[What to do]
In the post on AI clarification below, what does the writer call the advantage taken of tech moving faster than government?
*** Passage
AI Clarification

I've been mulling over your questions in response to my Copilot post all evening and will hopefully have a more fleshed-out response in upcoming days but I wanted to at least give some initial responses.

..you have to understand the system as a whole to make a proper argument, and whatever answer you return with is going to be dependent on that system and its internal rules.

This is an excellent point and, indeed, it's merely AI in its current form that I object to. Or, actually, that's way to simplistic, AI has been around for a good long while and has been doing a lot of good and probably a lot of bad during most of its existence. But it's this class of LLM tools wielded by these specific companies, trained on everyone's data in this specific unregulated and over-hyped environment that I object to. I don't know who to blame and maybe I'm just flailing a bit. I mentioned this in my last post but maybe it's mostly a matter of taking advantage of how much faster tech moves than government. It's a regulatory arbitrage of sorts, if that's the right way of putting it.
******
*** Dataset content
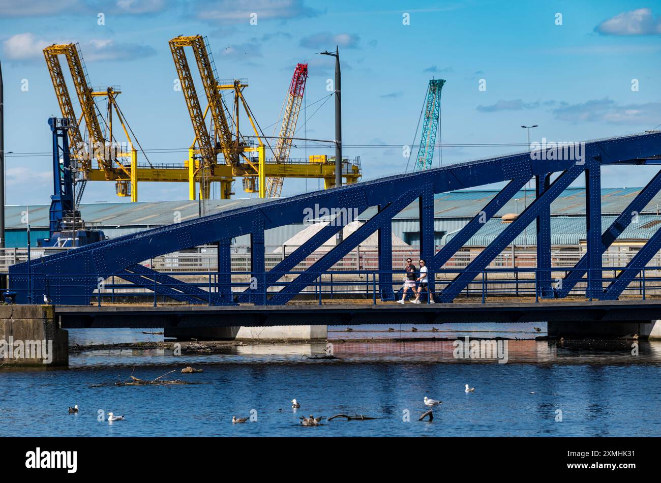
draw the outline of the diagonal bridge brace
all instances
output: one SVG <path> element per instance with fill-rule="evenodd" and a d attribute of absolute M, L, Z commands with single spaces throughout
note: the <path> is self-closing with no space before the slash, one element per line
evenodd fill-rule
<path fill-rule="evenodd" d="M 627 264 L 615 279 L 611 282 L 603 293 L 599 297 L 600 300 L 617 300 L 629 284 L 638 276 L 652 258 L 661 249 L 661 229 L 654 232 L 644 246 Z"/>
<path fill-rule="evenodd" d="M 363 207 L 361 211 L 364 211 L 364 209 L 365 207 Z M 322 243 L 335 235 L 335 233 L 339 231 L 341 228 L 341 226 L 332 225 L 332 221 L 331 221 L 330 223 L 319 230 L 307 241 L 296 248 L 296 250 L 295 250 L 289 256 L 284 254 L 284 256 L 286 257 L 285 259 L 266 273 L 267 288 L 272 285 L 275 285 L 276 282 L 286 274 L 286 272 L 293 270 L 297 265 L 302 262 L 306 256 L 314 252 L 321 245 Z M 248 287 L 239 294 L 239 301 L 249 301 L 250 300 L 249 297 L 251 296 L 251 293 L 254 291 L 254 290 L 251 291 L 250 287 Z"/>
<path fill-rule="evenodd" d="M 159 295 L 166 295 L 180 302 L 209 303 L 210 301 L 209 292 L 139 264 L 124 269 L 123 272 L 117 274 L 116 276 L 149 290 L 155 290 Z M 222 301 L 217 293 L 211 294 L 211 303 L 213 305 L 224 305 L 231 303 L 227 300 L 227 297 L 225 299 L 225 300 Z"/>
<path fill-rule="evenodd" d="M 512 243 L 524 229 L 539 216 L 543 209 L 549 206 L 551 202 L 564 191 L 584 170 L 584 167 L 574 165 L 561 174 L 547 190 L 528 205 L 513 223 L 503 230 L 488 246 L 482 250 L 473 262 L 444 289 L 441 292 L 441 301 L 449 303 L 454 300 L 454 298 L 475 279 L 477 274 L 484 270 L 486 266 Z"/>
<path fill-rule="evenodd" d="M 490 201 L 480 213 L 473 217 L 448 243 L 439 250 L 432 262 L 432 270 L 438 270 L 446 264 L 457 250 L 463 246 L 477 231 L 488 221 L 498 210 L 516 194 L 529 179 L 527 176 L 515 178 L 507 184 L 500 193 Z"/>
<path fill-rule="evenodd" d="M 392 223 L 393 217 L 404 209 L 419 196 L 420 194 L 417 191 L 407 191 L 400 196 L 272 297 L 267 302 L 267 305 L 284 305 L 288 302 L 294 295 L 302 291 L 314 281 L 320 274 L 329 270 L 342 260 L 342 257 L 376 231 L 380 226 L 385 223 Z"/>
<path fill-rule="evenodd" d="M 611 224 L 611 226 L 603 232 L 602 235 L 602 246 L 600 247 L 602 254 L 605 252 L 608 247 L 613 244 L 617 237 L 631 225 L 632 219 L 635 217 L 634 213 L 639 213 L 644 209 L 647 204 L 652 200 L 652 198 L 660 190 L 661 190 L 661 171 L 656 173 L 654 177 L 650 180 L 650 182 L 638 193 L 636 198 L 629 203 L 625 210 Z M 564 298 L 569 295 L 572 289 L 580 281 L 586 274 L 589 264 L 590 260 L 587 254 L 586 254 L 581 257 L 578 263 L 563 279 L 562 288 L 555 290 L 557 298 Z"/>

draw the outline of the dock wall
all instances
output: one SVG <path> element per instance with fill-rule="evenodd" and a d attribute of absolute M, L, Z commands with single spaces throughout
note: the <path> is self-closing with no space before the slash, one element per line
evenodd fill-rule
<path fill-rule="evenodd" d="M 68 344 L 55 307 L 0 305 L 0 367 L 67 366 Z"/>

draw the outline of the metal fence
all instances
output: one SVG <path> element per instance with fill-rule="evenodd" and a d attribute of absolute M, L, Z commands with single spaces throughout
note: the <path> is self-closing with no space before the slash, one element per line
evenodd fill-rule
******
[Response to the task]
A regulatory arbitrage of sorts.